**WHAT TO DO**
a: Translate this sentence from the VIRAL study description into Spanish: "Very few studies have included human babies."
b: Based on the VIRAL study description, decide whether each statement agrees with it: (i) The VIRAL study is funded by the National Institutes of Health. (ii) The healthcare of babies with LRTIs has improved over the past decade. (iii) There are over 30 million LRTI cases each year.
c: Rewrite the VIRAL study description starting with "Our Research" and going on through "included human babies.", changing "babies" to "infants" everywhere it occurs.

Start of PASSAGE FOR REVIEW

Nino Lab

Our Research

Viral Immunogenetic Responses of the Airways and Lungs (VIRAL) Study

Lower respiratory tract infections (LRTIs) are the top cause of hospitalizations and death worldwide. Each year, there are over 30 million LRTI cases leading to over 3 million hospitalizations. Despite major technological progress over the past decade, the healthcare of babies with LRTIs has not improved. One of the major reasons is the lack of data in human infants. Thus far, LRTI studies have focused on adults or animal models. Very few studies have included human babies.  

The Viral Immunogenetic Responses of the Airways and Lungs (VIRAL) study is a multidisciplinary, human-based research initiative funded by the National Institutes of Health (NIH) to understand why infants suffer severe LRTI in early life. The VIRAL study primarily aims to investigate the pathogenesis of LRTIs caused by respiratory syncytial virus (RSV) and human rhinovirus (HRV), the top causes of sick visits and mortality in infants worldwide.

End of PASSAGE FOR REVIEW
Start of SUPPLIED INFORMATION

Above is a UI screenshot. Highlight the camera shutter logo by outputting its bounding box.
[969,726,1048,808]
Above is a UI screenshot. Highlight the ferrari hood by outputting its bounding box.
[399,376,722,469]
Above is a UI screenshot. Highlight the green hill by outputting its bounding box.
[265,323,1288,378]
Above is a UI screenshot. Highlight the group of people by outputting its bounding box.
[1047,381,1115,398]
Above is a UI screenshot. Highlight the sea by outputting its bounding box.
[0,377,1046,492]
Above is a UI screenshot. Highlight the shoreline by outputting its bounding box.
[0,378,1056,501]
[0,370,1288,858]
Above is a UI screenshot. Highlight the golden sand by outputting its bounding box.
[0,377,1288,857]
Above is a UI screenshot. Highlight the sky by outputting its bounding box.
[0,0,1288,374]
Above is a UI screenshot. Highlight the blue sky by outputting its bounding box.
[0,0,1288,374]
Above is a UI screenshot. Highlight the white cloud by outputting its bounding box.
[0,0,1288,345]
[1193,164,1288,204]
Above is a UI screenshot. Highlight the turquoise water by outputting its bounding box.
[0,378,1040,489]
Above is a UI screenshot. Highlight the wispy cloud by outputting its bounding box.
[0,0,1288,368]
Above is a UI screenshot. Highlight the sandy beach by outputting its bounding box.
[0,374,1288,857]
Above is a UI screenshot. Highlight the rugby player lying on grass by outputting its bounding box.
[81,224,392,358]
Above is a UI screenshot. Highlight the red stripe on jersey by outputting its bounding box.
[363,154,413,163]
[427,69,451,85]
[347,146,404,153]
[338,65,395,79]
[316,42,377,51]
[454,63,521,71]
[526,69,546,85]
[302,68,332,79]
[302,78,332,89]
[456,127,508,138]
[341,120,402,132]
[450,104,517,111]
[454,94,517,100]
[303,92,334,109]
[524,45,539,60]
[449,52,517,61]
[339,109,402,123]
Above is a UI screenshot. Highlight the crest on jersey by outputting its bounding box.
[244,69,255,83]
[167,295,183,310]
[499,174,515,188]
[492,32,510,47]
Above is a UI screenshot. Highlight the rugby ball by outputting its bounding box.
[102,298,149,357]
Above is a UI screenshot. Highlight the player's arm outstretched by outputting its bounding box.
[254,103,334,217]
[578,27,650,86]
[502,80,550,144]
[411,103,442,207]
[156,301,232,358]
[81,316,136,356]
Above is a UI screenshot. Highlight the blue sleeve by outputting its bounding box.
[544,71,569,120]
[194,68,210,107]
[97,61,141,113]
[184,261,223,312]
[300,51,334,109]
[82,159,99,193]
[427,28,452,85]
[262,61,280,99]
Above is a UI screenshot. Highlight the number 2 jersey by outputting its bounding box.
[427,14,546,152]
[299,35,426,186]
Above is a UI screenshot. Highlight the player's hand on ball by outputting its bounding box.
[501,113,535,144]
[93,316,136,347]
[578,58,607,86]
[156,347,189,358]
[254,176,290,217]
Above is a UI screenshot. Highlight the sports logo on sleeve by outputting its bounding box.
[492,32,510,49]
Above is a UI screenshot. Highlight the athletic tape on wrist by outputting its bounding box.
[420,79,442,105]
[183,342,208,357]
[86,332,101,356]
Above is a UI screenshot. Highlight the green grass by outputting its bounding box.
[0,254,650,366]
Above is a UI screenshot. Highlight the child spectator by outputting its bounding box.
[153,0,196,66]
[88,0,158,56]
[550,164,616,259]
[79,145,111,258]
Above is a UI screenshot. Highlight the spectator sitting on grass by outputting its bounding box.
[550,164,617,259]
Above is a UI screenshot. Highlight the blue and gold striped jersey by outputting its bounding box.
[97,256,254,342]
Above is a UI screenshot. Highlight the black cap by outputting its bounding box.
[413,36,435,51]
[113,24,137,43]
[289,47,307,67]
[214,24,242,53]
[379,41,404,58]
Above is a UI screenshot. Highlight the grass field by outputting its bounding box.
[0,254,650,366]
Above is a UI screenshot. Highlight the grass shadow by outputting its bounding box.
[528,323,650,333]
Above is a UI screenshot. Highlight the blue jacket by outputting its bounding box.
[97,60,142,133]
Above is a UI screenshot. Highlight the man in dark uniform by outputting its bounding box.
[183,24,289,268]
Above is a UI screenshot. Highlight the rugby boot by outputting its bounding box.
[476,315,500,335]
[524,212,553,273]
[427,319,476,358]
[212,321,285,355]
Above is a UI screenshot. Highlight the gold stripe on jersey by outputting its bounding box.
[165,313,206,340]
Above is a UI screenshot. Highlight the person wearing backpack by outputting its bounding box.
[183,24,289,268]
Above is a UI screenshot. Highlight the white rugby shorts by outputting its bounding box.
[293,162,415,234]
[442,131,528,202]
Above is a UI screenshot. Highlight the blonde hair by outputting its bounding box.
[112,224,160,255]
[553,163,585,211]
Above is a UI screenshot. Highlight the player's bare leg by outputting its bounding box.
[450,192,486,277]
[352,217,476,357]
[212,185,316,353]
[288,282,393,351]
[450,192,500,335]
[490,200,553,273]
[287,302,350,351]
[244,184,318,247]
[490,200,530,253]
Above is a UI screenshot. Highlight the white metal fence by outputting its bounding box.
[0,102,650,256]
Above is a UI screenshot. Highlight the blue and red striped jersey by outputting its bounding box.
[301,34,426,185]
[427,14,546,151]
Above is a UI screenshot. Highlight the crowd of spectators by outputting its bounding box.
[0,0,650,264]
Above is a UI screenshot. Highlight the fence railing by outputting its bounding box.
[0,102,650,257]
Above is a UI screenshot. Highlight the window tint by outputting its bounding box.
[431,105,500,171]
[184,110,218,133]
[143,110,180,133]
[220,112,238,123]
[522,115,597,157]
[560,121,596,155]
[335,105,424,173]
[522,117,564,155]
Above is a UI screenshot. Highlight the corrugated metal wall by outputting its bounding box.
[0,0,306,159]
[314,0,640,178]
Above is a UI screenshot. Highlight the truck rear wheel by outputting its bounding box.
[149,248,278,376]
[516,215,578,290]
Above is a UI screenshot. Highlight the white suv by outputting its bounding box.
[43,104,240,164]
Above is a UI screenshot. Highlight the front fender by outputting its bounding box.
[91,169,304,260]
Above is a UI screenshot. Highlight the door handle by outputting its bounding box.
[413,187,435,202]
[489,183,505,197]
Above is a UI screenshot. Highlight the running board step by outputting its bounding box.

End of SUPPLIED INFORMATION

**EXPECTED OUTPUTS**
a: Muy pocos estudios han incluido a bebés humanos.

b:
(i) Yes: "funded by the National Institutes of Health (NIH)"
(ii) No: "the healthcare of babies with LRTIs has not improved"
(iii) Yes: "Each year, there are over 30 million LRTI cases"

c:
Our Research

Viral Immunogenetic Responses of the Airways and Lungs (VIRAL) Study

Lower respiratory tract infections (LRTIs) are the top cause of hospitalizations and death worldwide. Each year, there are over 30 million LRTI cases leading to over 3 million hospitalizations. Despite major technological progress over the past decade, the healthcare of infants with LRTIs has not improved. One of the major reasons is the lack of data in human infants. Thus far, LRTI studies have focused on adults or animal models. Very few studies have included human infants.